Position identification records

□ □ □

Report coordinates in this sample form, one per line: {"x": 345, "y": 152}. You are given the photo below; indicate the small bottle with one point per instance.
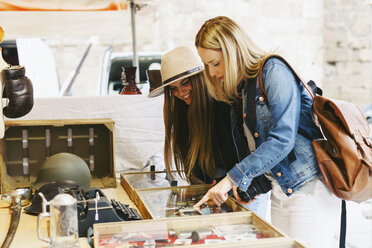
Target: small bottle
{"x": 128, "y": 77}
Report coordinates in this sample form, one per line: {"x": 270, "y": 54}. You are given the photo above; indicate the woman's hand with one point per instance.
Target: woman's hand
{"x": 218, "y": 193}
{"x": 237, "y": 197}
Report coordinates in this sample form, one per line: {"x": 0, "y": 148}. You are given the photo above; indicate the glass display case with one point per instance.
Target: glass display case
{"x": 242, "y": 229}
{"x": 179, "y": 201}
{"x": 132, "y": 181}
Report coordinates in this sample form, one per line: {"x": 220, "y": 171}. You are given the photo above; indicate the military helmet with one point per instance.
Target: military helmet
{"x": 65, "y": 167}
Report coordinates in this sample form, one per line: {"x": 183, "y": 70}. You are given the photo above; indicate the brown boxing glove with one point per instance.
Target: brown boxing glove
{"x": 18, "y": 89}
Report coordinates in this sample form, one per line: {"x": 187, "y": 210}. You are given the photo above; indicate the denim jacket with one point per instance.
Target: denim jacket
{"x": 281, "y": 148}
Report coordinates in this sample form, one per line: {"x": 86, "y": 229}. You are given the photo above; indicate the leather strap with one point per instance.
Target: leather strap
{"x": 309, "y": 89}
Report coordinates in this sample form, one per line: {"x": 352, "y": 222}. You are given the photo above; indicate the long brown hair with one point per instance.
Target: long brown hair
{"x": 242, "y": 57}
{"x": 188, "y": 130}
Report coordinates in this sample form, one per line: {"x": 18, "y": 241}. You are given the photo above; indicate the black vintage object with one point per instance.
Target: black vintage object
{"x": 89, "y": 212}
{"x": 18, "y": 89}
{"x": 63, "y": 167}
{"x": 28, "y": 143}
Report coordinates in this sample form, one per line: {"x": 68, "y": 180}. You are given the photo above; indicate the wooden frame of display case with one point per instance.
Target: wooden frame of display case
{"x": 163, "y": 202}
{"x": 244, "y": 229}
{"x": 132, "y": 181}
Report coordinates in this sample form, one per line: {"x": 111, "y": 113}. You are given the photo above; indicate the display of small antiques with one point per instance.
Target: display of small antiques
{"x": 225, "y": 230}
{"x": 132, "y": 181}
{"x": 179, "y": 201}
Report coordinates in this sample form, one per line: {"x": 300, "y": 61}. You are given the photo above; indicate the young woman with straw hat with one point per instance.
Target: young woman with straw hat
{"x": 197, "y": 128}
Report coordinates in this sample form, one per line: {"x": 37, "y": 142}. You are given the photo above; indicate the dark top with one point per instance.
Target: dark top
{"x": 225, "y": 156}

□ □ □

■ **YOUR TASK**
Reproduce, word for word, every line starting at the line that contains "object with one point per instance." and ending with the final line of the entries.

■ **EXERCISE OUTPUT**
Report coordinates in this sample form, one per line: {"x": 18, "y": 241}. You are given the photo above; indicate the black vintage object with one point per instance.
Target: black vintage object
{"x": 89, "y": 212}
{"x": 18, "y": 89}
{"x": 63, "y": 167}
{"x": 28, "y": 143}
Report coordinates in this sample form, one per line: {"x": 68, "y": 180}. You are given the photo above; indicate the wooden frame of display case with one point per instance.
Target: wooden frame of display case
{"x": 163, "y": 202}
{"x": 244, "y": 229}
{"x": 132, "y": 181}
Report coordinates in this sample form, one per line: {"x": 111, "y": 113}. You are given the photo above; indicate the display of small antiques with one point per instance.
Target: display of small antiques
{"x": 225, "y": 230}
{"x": 132, "y": 181}
{"x": 179, "y": 201}
Report coordinates in this sample form, one per line: {"x": 300, "y": 61}. You are given the photo above; indicate the young woman with straw hat with one point per instance.
Target: young woman with straw hat
{"x": 197, "y": 128}
Report coordinates in this sample form, one per line: {"x": 37, "y": 142}. You are given the photo above; indicate the dark top with one point per instance.
Target: dark top
{"x": 225, "y": 156}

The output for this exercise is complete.